◆ SELECTED PASSAGE ◆
▼▼▼

Back In Focus: ‘Biting the bullet’ by building a 150-cubicle shed in Co. Offaly

Last up in our ‘Back In Focus’ series is a 150-cubicle house on the farm of Joe and Karen Smyth – a husband-and-wife team – from Dunkerrin, Co. Offaly, who milk a herd of 145 British-cross Holstein Friesian cows.

The duo, along with their children, full-time employee Roddy Teehan and relief milker Eoin England, operate a spring-calving herd on a milking platform of 220ac.

Since Joe went back milking full-time in 1999, after a couple of years running a suckler enterprise and a contracting business – he has grown the milking herd gradually over a 20-year period.

In 1999, Joe wiped the dust off the old six-unit herringbone parlour that was installed back in the late 1970s by his late father, Paddy, and mother, Mary, and started back milking 30 cows.

In 2013, the herd had grown to over 70 cows, so the duo decided to install a new 14-unit parlour.

Since then, especially after milk quotas were abolished in 2015, the milking herd expanded rapidly and has now doubled in size since the new parlour went in.

▲▲▲

◆ REQUESTS ◆
**1.** Answer these questions about the Offaly dairy farm article:
(a) How many cows are in the herd the Smyths milk?
(b) In what year was the 14-unit parlour installed?
(c) How many cows did Joe start back milking in 1999?
**2.** From the Offaly dairy farm article, pull out the passage from "Back In Focus: ‘Biting" up to and including "platform of 220ac.", word for word.
The material placed after this point comes from a different source than the article.

◆ AVAILABLE DATA ◆
▼▼▼

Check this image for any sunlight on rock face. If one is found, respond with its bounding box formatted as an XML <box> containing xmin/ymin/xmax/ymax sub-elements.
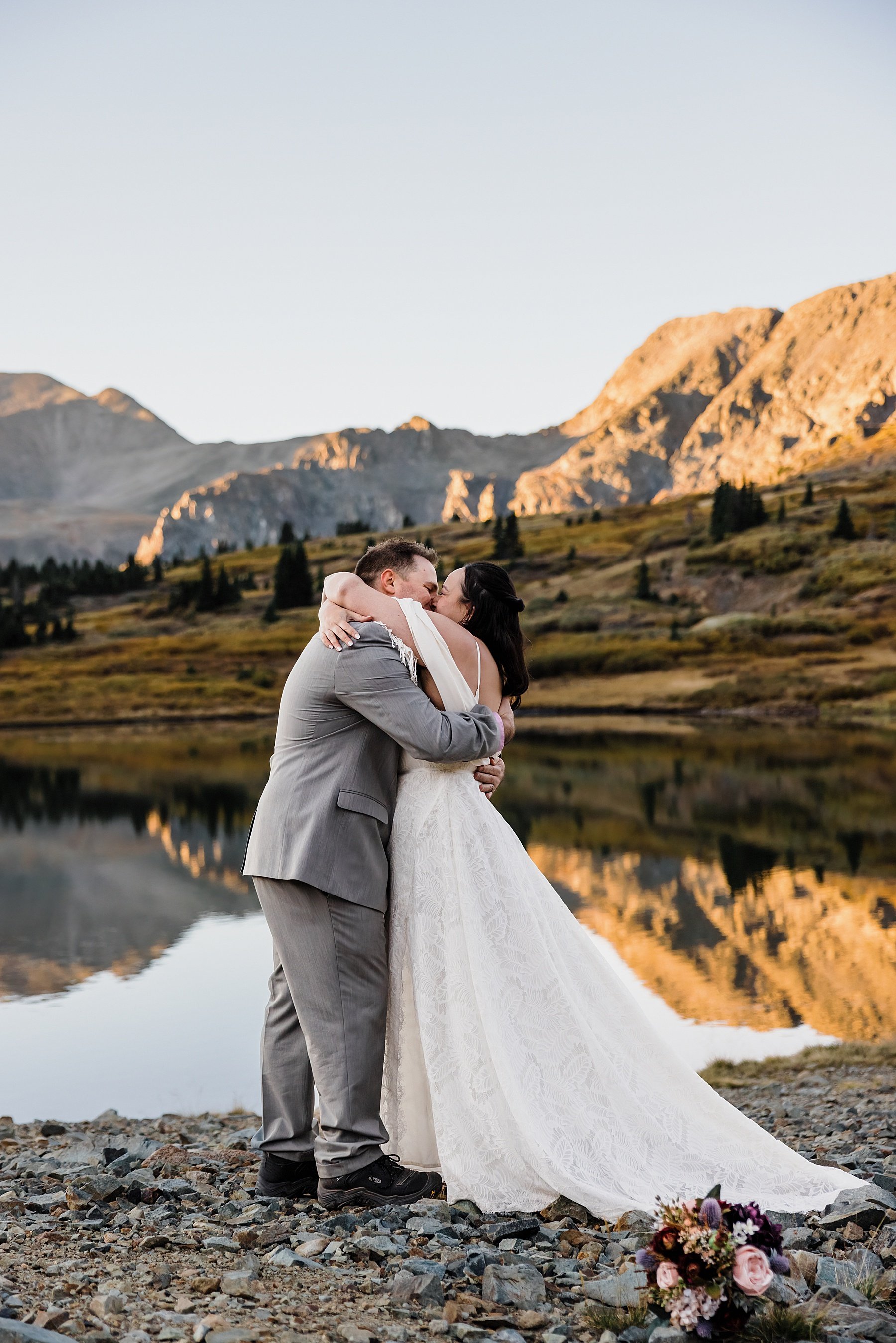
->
<box><xmin>529</xmin><ymin>843</ymin><xmax>896</xmax><ymax>1039</ymax></box>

▲▲▲

◆ ANSWERS TO EACH TASK ◆
**1.**
(a) 145 British-cross Holstein Friesian cows
(b) 2013
(c) 30 cows

**2.**
Back In Focus: ‘Biting the bullet’ by building a 150-cubicle shed in Co. Offaly

Last up in our ‘Back In Focus’ series is a 150-cubicle house on the farm of Joe and Karen Smyth – a husband-and-wife team – from Dunkerrin, Co. Offaly, who milk a herd of 145 British-cross Holstein Friesian cows.

The duo, along with their children, full-time employee Roddy Teehan and relief milker Eoin England, operate a spring-calving herd on a milking platform of 220ac.